__Problem requirements__
Please repeat each entry. Match every word exactly.

(Records contained in a dataset)
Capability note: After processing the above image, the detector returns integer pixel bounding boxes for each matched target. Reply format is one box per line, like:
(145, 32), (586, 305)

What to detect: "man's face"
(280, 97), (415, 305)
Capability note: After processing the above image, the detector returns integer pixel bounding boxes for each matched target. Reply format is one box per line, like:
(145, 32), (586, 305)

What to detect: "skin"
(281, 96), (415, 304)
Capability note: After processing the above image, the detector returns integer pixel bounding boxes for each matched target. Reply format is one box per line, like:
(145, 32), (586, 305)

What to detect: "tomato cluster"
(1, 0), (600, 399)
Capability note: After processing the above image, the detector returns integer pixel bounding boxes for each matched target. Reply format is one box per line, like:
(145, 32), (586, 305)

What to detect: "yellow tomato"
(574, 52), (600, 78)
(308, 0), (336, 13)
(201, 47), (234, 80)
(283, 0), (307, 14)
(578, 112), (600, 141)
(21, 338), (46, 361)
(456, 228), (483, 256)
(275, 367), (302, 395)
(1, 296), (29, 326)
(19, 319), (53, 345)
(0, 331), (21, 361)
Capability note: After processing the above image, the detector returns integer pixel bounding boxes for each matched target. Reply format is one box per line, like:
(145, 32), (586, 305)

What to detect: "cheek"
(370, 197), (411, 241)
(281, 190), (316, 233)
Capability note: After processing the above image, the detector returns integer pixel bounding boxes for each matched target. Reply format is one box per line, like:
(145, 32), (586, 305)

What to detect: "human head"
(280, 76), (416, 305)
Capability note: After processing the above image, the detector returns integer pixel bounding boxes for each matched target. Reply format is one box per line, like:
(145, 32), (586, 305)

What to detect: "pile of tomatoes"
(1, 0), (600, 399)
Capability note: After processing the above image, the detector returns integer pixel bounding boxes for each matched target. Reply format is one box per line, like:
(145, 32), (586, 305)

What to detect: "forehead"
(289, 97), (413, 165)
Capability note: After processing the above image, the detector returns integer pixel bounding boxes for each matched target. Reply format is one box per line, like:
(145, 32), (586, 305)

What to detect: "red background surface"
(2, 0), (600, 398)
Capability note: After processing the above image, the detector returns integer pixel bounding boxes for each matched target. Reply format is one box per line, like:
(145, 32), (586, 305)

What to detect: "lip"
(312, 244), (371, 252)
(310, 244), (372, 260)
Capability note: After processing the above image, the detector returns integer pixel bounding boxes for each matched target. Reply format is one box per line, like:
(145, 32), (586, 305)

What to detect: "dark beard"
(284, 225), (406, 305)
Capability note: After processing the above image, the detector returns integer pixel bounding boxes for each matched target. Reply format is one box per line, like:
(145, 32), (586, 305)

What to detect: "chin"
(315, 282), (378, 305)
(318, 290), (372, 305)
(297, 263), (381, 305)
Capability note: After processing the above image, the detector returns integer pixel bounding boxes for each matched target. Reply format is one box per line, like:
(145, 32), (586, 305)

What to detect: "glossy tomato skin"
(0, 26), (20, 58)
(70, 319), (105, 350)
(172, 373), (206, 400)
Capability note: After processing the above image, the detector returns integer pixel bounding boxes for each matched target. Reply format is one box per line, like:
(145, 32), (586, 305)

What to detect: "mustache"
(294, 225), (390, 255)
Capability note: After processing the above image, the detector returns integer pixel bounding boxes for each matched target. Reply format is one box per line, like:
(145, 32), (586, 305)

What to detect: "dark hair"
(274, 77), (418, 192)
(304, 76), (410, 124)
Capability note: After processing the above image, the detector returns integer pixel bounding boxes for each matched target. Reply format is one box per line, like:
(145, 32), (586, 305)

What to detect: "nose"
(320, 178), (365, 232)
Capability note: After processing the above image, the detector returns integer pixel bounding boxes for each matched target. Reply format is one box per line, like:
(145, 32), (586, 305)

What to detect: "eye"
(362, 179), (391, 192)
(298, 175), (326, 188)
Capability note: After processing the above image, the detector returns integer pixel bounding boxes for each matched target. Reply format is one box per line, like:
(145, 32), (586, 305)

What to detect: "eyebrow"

__Completed task__
Capability note: After processing the above image, the detector returns integer pixel bounding boxes for each matched target. Reply format is one box per line, like:
(145, 32), (586, 305)

What to detect: "man's face"
(280, 97), (415, 305)
Capability note: After processing the above image, the detector returns integer pixel bounding boxes for each matched target. Reply format is one box per line, like:
(145, 32), (586, 305)

What to detect: "skin"
(281, 96), (415, 304)
Capability note: After processing the above image, the detector returns integer pixel bounding boxes for each matched target. Reply format is one box per line, like:
(145, 32), (586, 305)

What to detect: "tomato cluster"
(1, 0), (600, 399)
Capability note: After processing the above image, the detector returns integer pixel bounding boxes for each matched target. Reply format is one box per line, like:
(145, 32), (586, 305)

What to detect: "yellow tomato"
(574, 52), (600, 78)
(308, 0), (336, 13)
(201, 47), (234, 80)
(283, 0), (307, 14)
(578, 112), (600, 141)
(21, 338), (46, 361)
(456, 228), (483, 256)
(275, 367), (302, 395)
(1, 296), (29, 326)
(19, 319), (53, 345)
(0, 331), (21, 361)
Capability note: After processing the above image, the detector returns integer pixel bounding boxes for each matched target. Reply format is one box per line, like:
(145, 32), (586, 305)

What to detect: "cheek"
(370, 197), (411, 241)
(281, 190), (316, 233)
Capability note: After processing the above image, the detector returns integer pixel bounding boxes for each matched target. Reply format is one box per line, like:
(145, 32), (586, 305)

What to detect: "human head"
(280, 76), (416, 305)
Capability note: After processing the above image, the detector returns integer pixel bounding boxes for each matched target. Reply format is one box per line, like:
(145, 32), (586, 305)

What to detect: "pile of tomatoes"
(1, 0), (600, 399)
Capability note: After processing the above image, the detector returns integer pixel bounding boxes for each matched target. Reply format is one box per line, like:
(145, 32), (586, 305)

What to detect: "forehead"
(289, 97), (413, 165)
Capability note: After processing the above image, the detector returns integer pixel bounding boxes for each matched target. Reply format is one box per line, like:
(145, 32), (586, 305)

What to detect: "red background surface"
(2, 0), (600, 398)
Capability note: After processing the above image, the detector returns integer pixel bounding boxes for each matched target. Reply format is one box per line, like:
(145, 32), (586, 305)

What to detect: "lip"
(312, 244), (371, 252)
(310, 244), (372, 260)
Capability note: After processing the above image, the detector returns integer pixel bounding boxes for each matched target. Reply format is one box per line, like:
(145, 32), (586, 305)

What to detect: "dark beard"
(284, 225), (406, 305)
Capability note: After processing the above image, the detector returns integer pixel bounding boxes for each matched target. Reply format is one box per line, like:
(145, 32), (586, 305)

What to detect: "chin"
(315, 282), (378, 305)
(318, 290), (372, 305)
(297, 263), (381, 305)
Capability note: After processing the above image, the detector returns integer pixel bounding boxes for each matched target. Reply format is one box per line, like:
(145, 32), (586, 305)

What to detect: "glossy tomato skin"
(0, 26), (20, 58)
(70, 319), (105, 350)
(172, 373), (206, 400)
Capability note: After processing the above image, the detector returns integer pixel bounding boxes for each matched target. Reply format is one box per line, like:
(145, 32), (586, 305)

What to detect: "mustache"
(294, 225), (390, 255)
Capability note: After processing the above image, the detector returns integer pixel bounding boxes for each matched target. Reply format is one box per line, like:
(145, 32), (586, 305)

What to detect: "dark hair"
(274, 77), (418, 192)
(304, 76), (410, 124)
Capability note: After processing the above image, the detector returns integer pixel bounding boxes for each matched target. Reply format is one box per line, like:
(145, 32), (586, 305)

What to detect: "nose"
(320, 178), (365, 232)
Capability note: After processing the above image, the detector returns integer pixel bounding boxes for each matched target. Reply format is one box per line, like:
(145, 32), (586, 305)

What to detect: "eye"
(362, 179), (391, 192)
(298, 175), (326, 188)
Capability note: After processing the above image, the detector returns integer pixel bounding boxes for each matched target. Reply format is one box per line, like:
(145, 32), (586, 305)

What to detect: "eyebrow"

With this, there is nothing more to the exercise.